Set it all down exactly, every record and every line.
[[ EXERCISE INPUT open ]]
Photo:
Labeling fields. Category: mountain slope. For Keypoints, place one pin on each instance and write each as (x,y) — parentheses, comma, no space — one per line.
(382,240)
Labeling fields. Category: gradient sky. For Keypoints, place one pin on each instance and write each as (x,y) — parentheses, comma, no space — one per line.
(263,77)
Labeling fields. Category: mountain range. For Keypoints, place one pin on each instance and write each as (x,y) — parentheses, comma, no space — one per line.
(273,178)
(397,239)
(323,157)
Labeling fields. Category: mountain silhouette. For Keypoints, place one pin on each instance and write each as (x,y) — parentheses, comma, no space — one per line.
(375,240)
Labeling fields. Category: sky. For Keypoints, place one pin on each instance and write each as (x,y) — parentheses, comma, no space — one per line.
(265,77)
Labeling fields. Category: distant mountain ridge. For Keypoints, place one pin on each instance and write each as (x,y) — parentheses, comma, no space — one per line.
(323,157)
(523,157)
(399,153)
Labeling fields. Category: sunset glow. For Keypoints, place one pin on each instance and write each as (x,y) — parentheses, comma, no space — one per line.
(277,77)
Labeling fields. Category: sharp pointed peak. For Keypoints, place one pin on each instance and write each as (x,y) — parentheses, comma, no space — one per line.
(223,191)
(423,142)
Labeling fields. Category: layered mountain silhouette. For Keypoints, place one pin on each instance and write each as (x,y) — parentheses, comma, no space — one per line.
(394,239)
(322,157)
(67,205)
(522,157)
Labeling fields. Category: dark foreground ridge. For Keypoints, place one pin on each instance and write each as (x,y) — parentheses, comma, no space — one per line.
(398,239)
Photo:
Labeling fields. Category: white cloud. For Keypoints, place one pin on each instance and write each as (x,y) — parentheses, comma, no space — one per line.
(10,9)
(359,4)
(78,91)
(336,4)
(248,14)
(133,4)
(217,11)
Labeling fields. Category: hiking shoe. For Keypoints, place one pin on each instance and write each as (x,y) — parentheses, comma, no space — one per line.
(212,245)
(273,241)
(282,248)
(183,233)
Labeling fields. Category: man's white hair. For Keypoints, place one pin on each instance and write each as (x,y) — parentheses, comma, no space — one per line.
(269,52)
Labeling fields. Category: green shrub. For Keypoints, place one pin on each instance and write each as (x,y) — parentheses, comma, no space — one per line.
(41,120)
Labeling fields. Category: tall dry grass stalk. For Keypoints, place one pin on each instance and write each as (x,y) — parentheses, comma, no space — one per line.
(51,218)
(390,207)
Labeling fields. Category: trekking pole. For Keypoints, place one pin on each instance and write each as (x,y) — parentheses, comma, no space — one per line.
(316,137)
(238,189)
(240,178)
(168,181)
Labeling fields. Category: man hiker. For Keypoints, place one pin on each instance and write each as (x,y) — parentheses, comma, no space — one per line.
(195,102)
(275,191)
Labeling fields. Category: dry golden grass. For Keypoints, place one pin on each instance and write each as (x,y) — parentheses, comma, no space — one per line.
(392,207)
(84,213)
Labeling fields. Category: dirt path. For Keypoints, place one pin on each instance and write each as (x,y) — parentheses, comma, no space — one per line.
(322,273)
[[ EXERCISE INPUT closed ]]
§ **PROBLEM SOLUTION**
Photo:
Labeling fields. Category: mountain slope. For Keypoints, place one pin on each instance and write each as (x,y) — parentheses, comma, no space — one per line.
(382,240)
Labeling fields. Category: gradient sky. For Keypoints, place one pin on each instance and write each as (x,y) — parentheses, comma, no space — one per line.
(263,77)
Labeling fields. Category: mountain range. For Keypoints, place one pin on each instance and write each as (x,y) — parentheses, comma, no space — one per line.
(273,178)
(397,239)
(323,157)
Labeling fields. Category: mountain silhouette. For Keypoints, place one pin on each instance and write each as (x,y) — parentheses, comma, no space — one per line.
(375,240)
Labeling fields. Category: sky. For Keypoints, place one pin on each instance and write each as (x,y) — parentheses, comma, no space — one per line.
(265,77)
Labeling fields. Category: distant mountain ridge. For Keypoints, place one pin on each instance and write each as (x,y) — parentheses, comma, no space — one per line.
(323,157)
(523,157)
(399,153)
Labeling fields. Category: sunset glow. For Keypoints, place one pin on each instance and write each as (x,y) — parentheses, comma, no space — one per line.
(277,77)
Labeling fields. Category: sharp pointed peak. For Keypoints, place one pin on each instance and write each as (x,y) — parentheses, comma, no space — one per line.
(223,191)
(423,142)
Labeling fields. Category: layered mountain silhouette. For Keypoints, place one pin on each instance and write each as (x,y) — parentheses, comma, no space — one per line.
(394,239)
(322,157)
(67,205)
(522,157)
Labeling fields. Category: dark foreground ridge. For Keypoints, place one pin on each instance and write each as (x,y) — parentheses, comma, no space — one per line.
(398,239)
Photo:
Labeling fields. Category: white cloud. For Keypoints, place one pin on each instance and write each as (x,y) — parentheses, comma, no space — one per line.
(10,9)
(359,4)
(78,91)
(336,4)
(248,14)
(133,4)
(217,11)
Labeling fields. Category: hiking shoe. For Keypoints, place one pin on each instance and write each as (x,y) — parentheses, comma, no space — one per line.
(212,245)
(273,241)
(282,248)
(183,233)
Labeling fields. Category: man's white hair. For Keypoints, place one pin on each instance and write each as (x,y) — parentheses, comma, no space — one per line.
(269,52)
Labeling fields. Category: green shrub. For Keypoints, place one pin on each instance and write each as (x,y) — parentheses, comma, no space — one per line.
(41,120)
Labeling fields. Category: tall dry grass stalk. For Keypoints, place one pin on each instance and write each as (x,y) — parentheses, comma, no space — one per line.
(51,218)
(390,207)
Labeling fields. Category: trekking pole. For Keypoints, place one pin on each instance and write each as (x,y) — parentheses, comma, no space — one per line.
(316,137)
(238,189)
(240,178)
(168,181)
Labeling fields. Category: man hiker. For Keypoints, place one pin on each instance and write each as (x,y) — parentheses, comma, no space — one per line.
(195,102)
(275,191)
Labeling fields. Category: dry golden grass. For Keypoints, place one pin on each instance and write each as (x,y) — parentheses, comma, no space — one per line.
(392,207)
(84,213)
Labeling fields. Category: dirt path. For Keypoints, place one pin on each instance and write each as (x,y) — parentheses, comma, no space — one per line.
(322,273)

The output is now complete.